文档摘录
○ ○ ○ ○ ○ ○ ○
最近看《SQL内核剖析》,提到在org.apache.spark.sql.hive.client.IsolatedClientLoader中通过自定义类加载器,运用类加载机制,达到Spark程序类(源码中属于SharedClass)通过org.apache.spark.sql.hive.client.HiveClient(源码中属于BarrierClass,一个接口),调用org.apache.spark.sql.hive.client.HiveClientImpl中的实现方法,访问底层依赖的Hive。
-
如何隔离Spark程序类和Hive类
-
分析前先要清楚源码中的几个点
1.IsolatedClientLoader 中2个类加载器构造参数
IsolatedClientLoader(
...
val rootClassLoader: ClassLoader = ClassLoader.getSystemClassLoader.getParent.getParent,//这个为null, 实际上已经是BootStrap ClassLoader 负责加载<JAVA_HOME>\lib下的类
val baseClassLoader: ClassLoader = Thread.currentThread().getContextClassLoader//这个其实就是Application ClassLoader 加载应用程序的类
...
)
2.IsolatedClientLoader 将要加载的类分为3个类别
##BarrierClass
protected def isBarrierClass(name: String): Boolean =
name.startsWith(classOf[HiveClientImpl].getName) ||
name.startsWith(classOf[Shim].getName) ||
barrierPrefixes.exists(name.startsWith)
##SharedClass
protected def isSharedClass(name: String): Boolean = {
val isHadoopClass =
name.startsWith("org.apache.hadoop.") && !name.startsWith("org.apache.hadoop.hive.")
name.contains("slf4j") ||
name.contains("log4j") ||
name.startsWith("org.apache.spark.") ||
(sharesHadoopClasses && isHadoopClass) ||
name.startsWith("scala.") ||
(name.startsWith("com.google") && !name.startsWith("com.google.cloud")) ||
name.startsWith("java.lang.") ||
name.startsWith("java.net") ||
sharedPrefixes.exists(name.startsWith)
○ ○ ○ ○ ○ ○ ○
数据集中的条目:

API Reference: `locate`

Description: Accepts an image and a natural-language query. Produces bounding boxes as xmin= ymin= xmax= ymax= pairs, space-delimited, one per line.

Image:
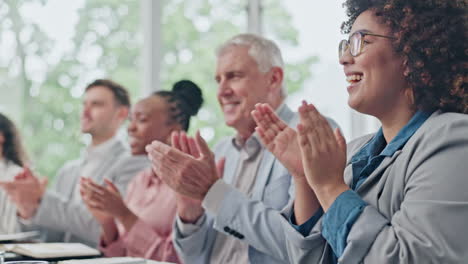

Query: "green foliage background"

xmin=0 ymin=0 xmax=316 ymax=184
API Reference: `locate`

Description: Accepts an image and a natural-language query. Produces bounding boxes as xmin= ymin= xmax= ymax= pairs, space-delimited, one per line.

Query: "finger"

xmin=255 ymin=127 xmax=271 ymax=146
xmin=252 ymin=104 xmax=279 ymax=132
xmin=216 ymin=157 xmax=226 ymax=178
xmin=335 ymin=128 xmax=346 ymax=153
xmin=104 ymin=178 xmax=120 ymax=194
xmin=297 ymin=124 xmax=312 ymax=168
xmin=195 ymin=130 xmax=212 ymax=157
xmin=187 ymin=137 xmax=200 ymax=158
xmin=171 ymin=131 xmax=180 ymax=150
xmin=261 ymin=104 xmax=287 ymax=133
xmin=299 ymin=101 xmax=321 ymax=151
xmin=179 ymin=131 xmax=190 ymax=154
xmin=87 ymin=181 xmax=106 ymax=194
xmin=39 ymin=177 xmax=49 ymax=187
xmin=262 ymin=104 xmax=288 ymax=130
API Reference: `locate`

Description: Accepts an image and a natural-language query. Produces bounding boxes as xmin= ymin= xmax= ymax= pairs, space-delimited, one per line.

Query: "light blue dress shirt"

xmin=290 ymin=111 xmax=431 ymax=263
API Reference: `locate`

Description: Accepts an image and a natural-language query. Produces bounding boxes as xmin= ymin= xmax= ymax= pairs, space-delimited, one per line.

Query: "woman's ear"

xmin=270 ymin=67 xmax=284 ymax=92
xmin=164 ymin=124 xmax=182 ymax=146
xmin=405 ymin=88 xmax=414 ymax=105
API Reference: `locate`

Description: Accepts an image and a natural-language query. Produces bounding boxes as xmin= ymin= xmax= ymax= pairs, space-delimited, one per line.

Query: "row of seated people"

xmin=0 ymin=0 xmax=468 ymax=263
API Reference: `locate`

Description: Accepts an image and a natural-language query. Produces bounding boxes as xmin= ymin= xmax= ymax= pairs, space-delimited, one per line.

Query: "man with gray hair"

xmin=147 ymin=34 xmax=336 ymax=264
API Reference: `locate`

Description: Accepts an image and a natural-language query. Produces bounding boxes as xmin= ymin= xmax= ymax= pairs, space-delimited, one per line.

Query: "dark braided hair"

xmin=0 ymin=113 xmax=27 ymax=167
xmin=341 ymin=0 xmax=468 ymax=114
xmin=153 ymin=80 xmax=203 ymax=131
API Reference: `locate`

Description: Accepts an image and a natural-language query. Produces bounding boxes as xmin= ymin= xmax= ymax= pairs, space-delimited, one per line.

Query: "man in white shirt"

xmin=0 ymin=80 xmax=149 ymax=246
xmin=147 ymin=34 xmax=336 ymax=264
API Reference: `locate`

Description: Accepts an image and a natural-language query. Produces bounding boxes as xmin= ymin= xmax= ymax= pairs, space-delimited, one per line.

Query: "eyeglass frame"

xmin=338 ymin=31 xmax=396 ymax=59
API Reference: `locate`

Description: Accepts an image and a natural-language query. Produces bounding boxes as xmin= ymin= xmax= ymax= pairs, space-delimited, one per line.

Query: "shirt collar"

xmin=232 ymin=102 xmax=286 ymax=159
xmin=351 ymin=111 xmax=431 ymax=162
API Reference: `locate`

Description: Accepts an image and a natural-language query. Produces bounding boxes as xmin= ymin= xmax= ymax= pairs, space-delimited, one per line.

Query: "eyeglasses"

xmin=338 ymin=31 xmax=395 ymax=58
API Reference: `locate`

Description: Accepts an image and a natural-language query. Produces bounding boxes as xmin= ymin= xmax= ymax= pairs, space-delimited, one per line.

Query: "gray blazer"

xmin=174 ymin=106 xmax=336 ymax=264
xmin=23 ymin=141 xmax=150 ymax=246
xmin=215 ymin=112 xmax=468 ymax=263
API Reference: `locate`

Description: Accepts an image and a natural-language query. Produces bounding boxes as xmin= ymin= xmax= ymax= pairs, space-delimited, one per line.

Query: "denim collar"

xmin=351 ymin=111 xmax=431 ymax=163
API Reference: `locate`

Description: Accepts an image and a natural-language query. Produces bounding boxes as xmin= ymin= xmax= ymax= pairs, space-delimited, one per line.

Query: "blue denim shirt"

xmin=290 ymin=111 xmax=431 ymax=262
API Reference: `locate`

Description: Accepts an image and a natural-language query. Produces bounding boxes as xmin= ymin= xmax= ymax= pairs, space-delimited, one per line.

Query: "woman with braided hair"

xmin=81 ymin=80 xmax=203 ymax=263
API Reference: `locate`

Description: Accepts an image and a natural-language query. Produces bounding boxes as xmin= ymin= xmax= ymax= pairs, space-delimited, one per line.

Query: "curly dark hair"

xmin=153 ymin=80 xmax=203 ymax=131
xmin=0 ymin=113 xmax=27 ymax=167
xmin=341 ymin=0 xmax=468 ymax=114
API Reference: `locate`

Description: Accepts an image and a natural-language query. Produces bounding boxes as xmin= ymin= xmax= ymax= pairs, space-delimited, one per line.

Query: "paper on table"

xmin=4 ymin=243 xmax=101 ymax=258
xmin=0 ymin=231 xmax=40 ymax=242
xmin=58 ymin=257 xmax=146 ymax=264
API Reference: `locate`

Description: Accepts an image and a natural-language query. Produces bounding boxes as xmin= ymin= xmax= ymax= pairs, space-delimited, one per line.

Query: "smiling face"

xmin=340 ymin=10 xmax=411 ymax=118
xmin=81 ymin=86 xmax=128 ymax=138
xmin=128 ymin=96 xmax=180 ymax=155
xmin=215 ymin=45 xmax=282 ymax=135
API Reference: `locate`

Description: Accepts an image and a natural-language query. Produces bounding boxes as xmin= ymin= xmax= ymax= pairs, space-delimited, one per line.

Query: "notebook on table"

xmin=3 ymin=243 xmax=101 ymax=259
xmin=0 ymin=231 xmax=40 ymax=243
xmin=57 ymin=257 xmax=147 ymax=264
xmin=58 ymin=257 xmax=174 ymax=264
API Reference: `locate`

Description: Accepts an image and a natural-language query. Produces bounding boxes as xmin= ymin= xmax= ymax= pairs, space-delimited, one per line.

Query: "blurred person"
○ ○ ○ ○ ○ ○ ○
任务列表
A) 请根据这篇关于 Spark 隔离类加载的文章回答:
(i) 作者最近读的是哪本书?
(ii) 按代码注释,baseClassLoader 实际上是哪种类加载器?
(iii) 在 isSharedClass 中,以 "com.google" 开头的类名在什么情况下不算共享类?
B) 从最后一行之后接着写这篇关于 Spark 隔离类加载的文章。

各题答案
A)
(i) 《SQL内核剖析》。
(ii) Application ClassLoader,负责加载应用程序的类。
(iii) 类名以 "com.google.cloud" 开头时。

B)
}
##HiveClass
剩下的就是Hive依赖相关的类了
- 通过自定义加载器实现隔离
private[hive] val classLoader: MutableURLClassLoader = {
val isolatedClassLoader =
if (isolationOn) { //要实现隔离,前提是这个选项必须打开
new URLClassLoader(allJars, rootClassLoader) { // 这里创建一个匿名内部类,其父类为URLClassLoader。同时可以看到,其父加载器被设置为rootClassLoader,即上文中提到的 BootStrapClassLoader
//重写父类loadClass方法
override def loadClass(name: String, resolve: Boolean): Class[_] = {
val loaded = findLoadedClass(name)
if (loaded == null) doLoadClass(name, resolve) else loaded
}
def doLoadClass(name: String, resolve: Boolean): Class[_] = {
val classFileName = name.replaceAll("\\.", "/") + ".class"
if (isBarrierClass(name)) {
......
defineClass(name, bytes, 0, bytes.length) //如果是BarrierClass则自己加载,前文提到过HiveClientImpl就属于BarrierClass
......
} else if (!isSharedClass(name)) {
//如果不是BarrierClass也不是SharedClass(其实就是HiveClass了),则调用其父类的loadClass方法。
//此时parent classloader是rootClassLoader,其父类(即URLClassLoader)的parent classloader也是rootClassLoader,而rootClassLoader只能加载到<JAVA_HOME>\lib下的类,所以实际上属于Hive依赖下的一些类是无法委派给rootClassLoader加载到的,最后还是得自己加载,自己消化。
super.loadClass(name, resolve)
} else {
// For shared classes, we delegate to baseClassLoader, but fall back in case the
// class is not found.
logDebug(s"shared class: $name")
try {
baseClassLoader.loadClass(name)// 走到这里的类属于SharedClass了,交给baseClassLoader处理,org.apache.spark.sql.hive.client.HiveClient就属于这里
} catch {
case _: ClassNotFoundException =>
super.loadClass(name, resolve)
}
}
}
}
} else {
baseClassLoader //如果隔离开关没打开,则使用Application ClassLoader,则SharedClass们可以直接访问HiveClass们
}
new NonClosableMutableURLClassLoader(isolatedClassLoader)
}
关键源码逻辑大概就是这样,到底为啥能隔离呢,通过下面的图来个最终说明
加载归属图
根据双亲委派机制,从下到上委托,如果父加载器加载不了,则还给子加载器加载。HiveClass,BarrierClass中不在BootStrap ClassLoader加载空间下的类,最终确认还给MutableURLClassLoader加载。同理SharedClass最终还给Application ClassLoader加载。
代码逻辑上看,形成了MutableURLClassLoader与Application ClassLoader两个独立的加载空间,他们私自才能加载的类是互相隔离的。即Application ClassLoader中的类是访问不了MutableURLClassLoader中的类的。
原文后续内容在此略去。